**TASK ITEM:** Can you write out, word for word, the stretch of the Ivonne Mangelsdorff biography below from "Between 2010 and" through "President Sebastián Piñera."?

**SELECTED EXTRACT:**
******

Provincial Governor of Cachapoal
- In office 11 March 2018 – 11 April 2020
- Appointed by: Sebastián Piñera
- Preceded by: Mirenchu Beitía
- Succeeded by: Felipe Uribe

Personal details
- Born: 23 May 1975 (age 50) Rancagua, Chile
- Party: National Renewal (RN)
- Parent(s): Gunther Mangelsdorff Ivone Galeb
- Alma mater: University for Development (BA); Andrés Bello National University (MA);
- Occupation: Politician
- Profession: Journalist

= Ivonne Mangelsdorff =

Chilean constituent

Ivonne Mangelsdorff Galeb (born 23 May 1975) is a Chilean politician who served as member of the Constitutional Council.

== Biography ==
She was born in Rancagua on 23 May 1975. She is the daughter of Gunther Mangelsdorff Valenzuela and Ivonne Galeb Simon.

She is the mother of two daughters.

=== Professional career ===
Mangelsdorff completed her secondary education at the Colegio Sagrado Corazón in Rancagua, graduating in 1992. She later studied journalism at the University for Development, where she graduated in 2005. She subsequently enrolled in law at Andrés Bello University, obtaining a licentiate degree in Legal Sciences in 2007. She was admitted to the bar on 13 April 2009.

In 2006, she served as a teaching assistant for the courses Middle East and Asia in the 21st Century at the University of Development. The following year, she worked as a legal and communications adviser at the law firm Arthur, Hinzpeter, Pizarro, Humeres & Cía. Between 2009 and 2010, she was an associate lawyer at the Rodt Notary Office in Rancagua. Between May and September 2010, she taught courses in Labour Law, Procedural Law, and Civil Law at INACAP.

Between 2010 and 2011, she worked as an associate lawyer at the law firm Medel, Moreno & Asociados. In June 2010, she assumed the position of Chief of Staff to the Regional Director of the National Board of Kindergartens (JUNJI) in the O'Higgins Region.

Since September 2015, she has worked as a lawyer at BBO & Cía. From May 2020 onward, she has served as Coordinator of the Division of Political and Institutional Relations at the Ministry General Secretariat of the Presidency.

==Political career==
In October 2011, she was appointed Regional Ministerial Secretary (SEREMI) of Labour for the Metropolitan Region of Santiago during the first administration of President Sebastián Piñera.

In the 2017 parliamentary elections, she ran as a candidate for the Chamber of Deputies of Chile in District No. 15 of the O'Higgins Region, representing the National Renewal party within the Chile Vamos coalition. She obtained 2,426 votes, equivalent to 1.34% of the valid votes cast, and was not elected. Between 11 March 2018 and 10 April 2020, she served as Governor of Cachapoal Province. In November 2021, she again ran in the same district but was not elected, obtaining 2,324 votes, corresponding to 1.17% of the total valid votes.

In the elections held on 7 May 2023, she ran as a candidate for the Constitutional Council representing the 8th electoral district of the O'Higgins Region, as a member of the National Renewal party within the Chile Seguro electoral pact. According to the Electoral Qualification Court (TRICEL), she was elected with 9,256 votes.

******

**EXCERPTED RECORDS:**

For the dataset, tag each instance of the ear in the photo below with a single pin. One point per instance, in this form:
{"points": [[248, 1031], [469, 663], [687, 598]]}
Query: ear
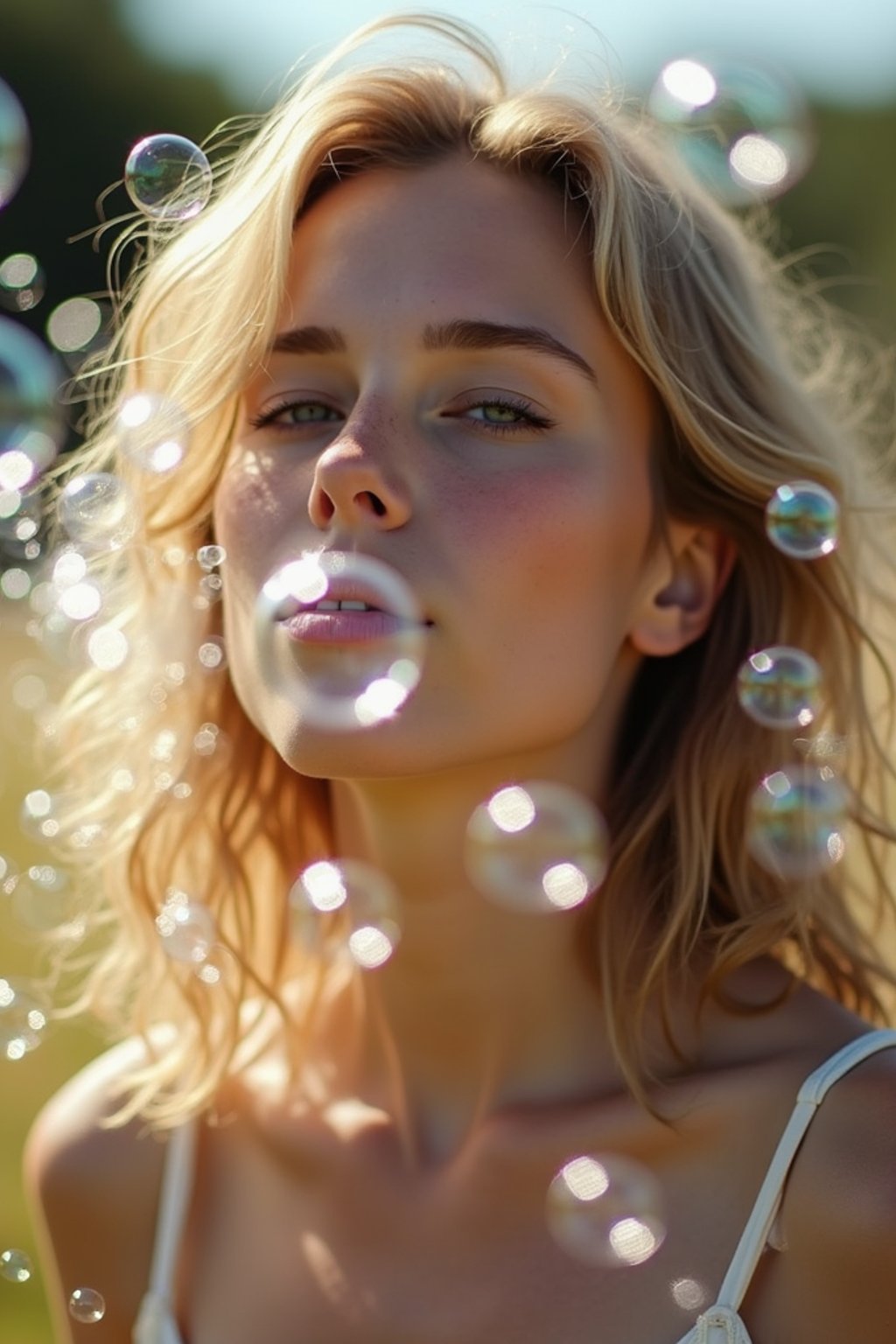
{"points": [[687, 579]]}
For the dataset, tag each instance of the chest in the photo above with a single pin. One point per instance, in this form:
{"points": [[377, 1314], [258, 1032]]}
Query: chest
{"points": [[352, 1254]]}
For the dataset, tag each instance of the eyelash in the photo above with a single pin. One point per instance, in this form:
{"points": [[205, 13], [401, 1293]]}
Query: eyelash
{"points": [[529, 420]]}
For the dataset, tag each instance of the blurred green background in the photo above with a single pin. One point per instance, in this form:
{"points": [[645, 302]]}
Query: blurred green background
{"points": [[89, 93]]}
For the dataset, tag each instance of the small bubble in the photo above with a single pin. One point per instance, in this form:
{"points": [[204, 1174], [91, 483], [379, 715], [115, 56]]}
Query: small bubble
{"points": [[15, 144], [24, 1016], [802, 519], [153, 431], [186, 928], [15, 1266], [780, 687], [211, 556], [606, 1210], [87, 1306], [211, 654], [537, 847], [168, 178], [108, 648], [795, 824], [22, 283], [368, 906]]}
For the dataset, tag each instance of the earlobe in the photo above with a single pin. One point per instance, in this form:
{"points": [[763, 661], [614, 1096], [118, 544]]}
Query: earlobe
{"points": [[680, 604]]}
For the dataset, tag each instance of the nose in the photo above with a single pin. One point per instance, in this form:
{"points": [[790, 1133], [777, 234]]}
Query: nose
{"points": [[356, 486]]}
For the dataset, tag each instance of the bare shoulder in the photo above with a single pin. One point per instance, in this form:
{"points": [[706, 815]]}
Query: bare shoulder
{"points": [[837, 1278], [93, 1195]]}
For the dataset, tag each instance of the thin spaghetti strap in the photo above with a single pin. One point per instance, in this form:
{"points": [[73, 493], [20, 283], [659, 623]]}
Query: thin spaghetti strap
{"points": [[765, 1211], [176, 1188]]}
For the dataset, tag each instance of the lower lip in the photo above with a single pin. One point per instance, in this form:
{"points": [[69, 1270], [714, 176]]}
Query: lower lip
{"points": [[343, 626]]}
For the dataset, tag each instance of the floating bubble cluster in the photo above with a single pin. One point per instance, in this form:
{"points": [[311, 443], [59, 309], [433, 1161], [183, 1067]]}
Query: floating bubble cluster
{"points": [[743, 130], [168, 178], [24, 1016], [22, 283], [87, 1306], [341, 637], [15, 1266], [15, 144], [98, 511], [536, 847], [797, 822], [802, 519], [186, 928], [152, 431], [780, 687], [366, 900], [606, 1210]]}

******

**ANSWER SECTION:**
Between 2010 and 2011, she worked as an associate lawyer at the law firm Medel, Moreno & Asociados. In June 2010, she assumed the position of Chief of Staff to the Regional Director of the National Board of Kindergartens (JUNJI) in the O'Higgins Region.

Since September 2015, she has worked as a lawyer at BBO & Cía. From May 2020 onward, she has served as Coordinator of the Division of Political and Institutional Relations at the Ministry General Secretariat of the Presidency.

==Political career==
In October 2011, she was appointed Regional Ministerial Secretary (SEREMI) of Labour for the Metropolitan Region of Santiago during the first administration of President Sebastián Piñera.